Saved data entries
/---

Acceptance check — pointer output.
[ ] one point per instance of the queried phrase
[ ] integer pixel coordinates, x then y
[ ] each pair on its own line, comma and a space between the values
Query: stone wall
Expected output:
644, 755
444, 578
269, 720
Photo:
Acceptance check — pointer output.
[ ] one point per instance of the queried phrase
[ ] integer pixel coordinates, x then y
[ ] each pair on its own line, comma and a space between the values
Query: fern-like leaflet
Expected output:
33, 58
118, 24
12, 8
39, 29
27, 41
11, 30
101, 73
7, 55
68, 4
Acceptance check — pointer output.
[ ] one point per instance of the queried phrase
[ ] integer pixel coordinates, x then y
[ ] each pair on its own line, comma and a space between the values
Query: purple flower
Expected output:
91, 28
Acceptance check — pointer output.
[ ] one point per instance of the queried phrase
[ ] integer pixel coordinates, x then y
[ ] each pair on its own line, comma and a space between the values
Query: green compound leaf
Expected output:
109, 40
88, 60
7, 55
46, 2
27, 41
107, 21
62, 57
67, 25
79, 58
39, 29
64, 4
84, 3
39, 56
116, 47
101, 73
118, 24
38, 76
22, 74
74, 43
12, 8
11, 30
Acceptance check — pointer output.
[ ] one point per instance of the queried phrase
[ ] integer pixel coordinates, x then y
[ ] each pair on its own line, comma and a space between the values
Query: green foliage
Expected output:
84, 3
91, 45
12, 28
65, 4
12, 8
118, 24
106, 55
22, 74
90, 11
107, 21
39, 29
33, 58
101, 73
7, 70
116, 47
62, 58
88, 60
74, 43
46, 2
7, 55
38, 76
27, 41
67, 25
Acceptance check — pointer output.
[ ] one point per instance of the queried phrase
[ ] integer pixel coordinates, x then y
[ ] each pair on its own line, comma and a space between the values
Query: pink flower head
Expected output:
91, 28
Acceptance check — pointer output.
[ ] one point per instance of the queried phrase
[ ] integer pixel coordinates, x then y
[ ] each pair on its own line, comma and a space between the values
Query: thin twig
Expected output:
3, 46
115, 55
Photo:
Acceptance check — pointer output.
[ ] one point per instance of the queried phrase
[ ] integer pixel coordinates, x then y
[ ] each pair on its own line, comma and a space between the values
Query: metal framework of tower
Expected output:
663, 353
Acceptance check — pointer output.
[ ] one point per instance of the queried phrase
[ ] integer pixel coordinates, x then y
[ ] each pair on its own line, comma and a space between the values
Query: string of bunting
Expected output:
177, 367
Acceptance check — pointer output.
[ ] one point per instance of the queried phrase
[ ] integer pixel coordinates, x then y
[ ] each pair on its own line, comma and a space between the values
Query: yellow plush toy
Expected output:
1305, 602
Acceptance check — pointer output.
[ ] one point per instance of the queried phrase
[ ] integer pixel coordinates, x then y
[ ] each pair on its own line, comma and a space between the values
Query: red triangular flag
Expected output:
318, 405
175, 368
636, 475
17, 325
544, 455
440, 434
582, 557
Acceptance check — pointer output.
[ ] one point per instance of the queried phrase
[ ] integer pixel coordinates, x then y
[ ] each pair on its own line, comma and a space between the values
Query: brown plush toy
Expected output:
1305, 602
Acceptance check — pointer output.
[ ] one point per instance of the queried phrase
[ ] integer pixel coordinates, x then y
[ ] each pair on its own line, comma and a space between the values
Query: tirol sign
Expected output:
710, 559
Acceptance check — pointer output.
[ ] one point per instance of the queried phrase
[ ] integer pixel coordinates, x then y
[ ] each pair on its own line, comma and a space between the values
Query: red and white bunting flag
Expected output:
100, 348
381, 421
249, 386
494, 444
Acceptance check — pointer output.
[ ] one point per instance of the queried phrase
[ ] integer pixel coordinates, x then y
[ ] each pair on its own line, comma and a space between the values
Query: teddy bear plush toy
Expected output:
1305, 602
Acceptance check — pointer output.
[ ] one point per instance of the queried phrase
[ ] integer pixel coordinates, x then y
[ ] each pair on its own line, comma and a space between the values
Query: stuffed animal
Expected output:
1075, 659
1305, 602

\---

## Problem details:
All of the entries must be quoted exactly; please include each one.

## Exercise answer:
Acceptance check — pointer output.
[ ] one point per instance of the queried phrase
[ ] integer pixel coordinates, x then y
[ ] each pair on its own line, comma and a space between the values
Query: stone wall
Expected output:
644, 755
444, 578
269, 720
Photo:
Acceptance check — pointer output.
[ ] one point per instance of the queried phrase
[ ] integer pixel coordinates, x then y
[ ] each pair on its own line, comma and a space between the values
Query: fern-like leaflet
Expected output:
33, 58
118, 24
12, 8
39, 29
27, 41
11, 30
101, 73
7, 55
68, 4
Acceptance check — pointer output.
[ ] one point per instance of the queried phrase
[ ] integer pixel coordinates, x then y
[ ] each pair on its own line, comma and a space between the values
Query: purple flower
Expected output:
91, 28
Acceptance check — pointer output.
[ ] one point per instance of the queried phrase
[ ] integer pixel coordinates, x then y
[ ] each pair on its own line, comma and a space between the values
Query: green compound leaf
Expected output:
109, 40
88, 60
7, 55
46, 2
27, 41
107, 21
62, 57
67, 25
79, 58
39, 29
64, 4
84, 3
39, 56
116, 47
101, 73
118, 24
38, 76
22, 74
74, 43
12, 8
11, 30
Acceptance check — pointer output.
[ ] one point per instance of the queried phrase
[ ] integer pixel coordinates, x then y
[ ] each pair on its own line, comma and a space between the values
Query: green foliage
Expected output:
84, 3
91, 45
12, 28
65, 4
12, 8
118, 24
106, 55
22, 74
90, 11
107, 21
39, 29
33, 58
101, 73
7, 70
116, 47
62, 58
88, 60
74, 43
46, 2
7, 55
38, 76
27, 41
67, 25
Acceptance check — pointer output.
[ ] one point per instance of the queried phrase
[ ] integer pixel coordinates, x then y
[ ] each pair on its own line, comma and a space between the values
Query: pink flower head
Expected output:
91, 28
Acceptance check — pointer output.
[ ] one point per instance of the queried phrase
[ ] integer pixel coordinates, x then y
[ ] each pair on its own line, comma and a space between the values
Query: thin twig
Expected output:
3, 46
115, 55
Photo:
Acceptance check — pointer output.
[ ] one point per instance of the queried phrase
[ ] integer pixel coordinates, x then y
[ ] each pair on its own line, comma and a space between the values
Query: metal framework of tower
Expected output:
663, 353
Acceptance check — pointer output.
[ ] one point per instance of the queried phrase
[ ] integer pixel coordinates, x then y
[ ] each pair on its own line, comma and a space between the values
Query: string of bunting
Expected output:
177, 367
Acceptance check — pointer output.
[ ] one point per instance of the queried phrase
[ ] integer pixel coordinates, x then y
[ ] each pair on its own line, comma and a space between the values
Query: yellow plush toy
Expected output:
1305, 602
Acceptance check — pointer output.
[ ] one point per instance of the queried phrase
[ ] integer pixel coordinates, x then y
[ ] each pair on its own line, comma and a space between the values
Query: red triangular flag
Expected output:
318, 405
175, 368
636, 475
17, 325
544, 455
440, 434
582, 557
Acceptance check — pointer output.
[ ] one point per instance of the queried phrase
[ ] integer pixel coordinates, x then y
[ ] each pair on its own line, comma and a space between the values
Query: brown plush toy
Expected output:
1305, 602
Acceptance check — pointer output.
[ ] one point per instance of the queried phrase
[ ] integer pixel coordinates, x then y
[ ] each pair on its own line, comma and a space between the values
Query: tirol sign
Expected output:
710, 559
Acceptance check — pointer output.
[ ] one point per instance of the queried phrase
[ ] integer pixel coordinates, x then y
[ ] each pair on its own line, comma and a space between the values
Query: red and white bunting flag
Expected output:
100, 348
381, 421
249, 386
494, 444
Acceptance check — pointer output.
[ ] one point per instance of the queried phrase
[ ] integer pixel coordinates, x then y
[ ] each pair on its own line, comma and a space between the values
Query: teddy bear plush toy
Expected output:
1305, 602
Acceptance check — pointer output.
[ ] one point per instance of the queried phrase
[ ] integer pixel coordinates, x then y
[ ] each pair on its own line, comma and a space between the values
Query: stuffed animal
Expected output:
1075, 659
1305, 602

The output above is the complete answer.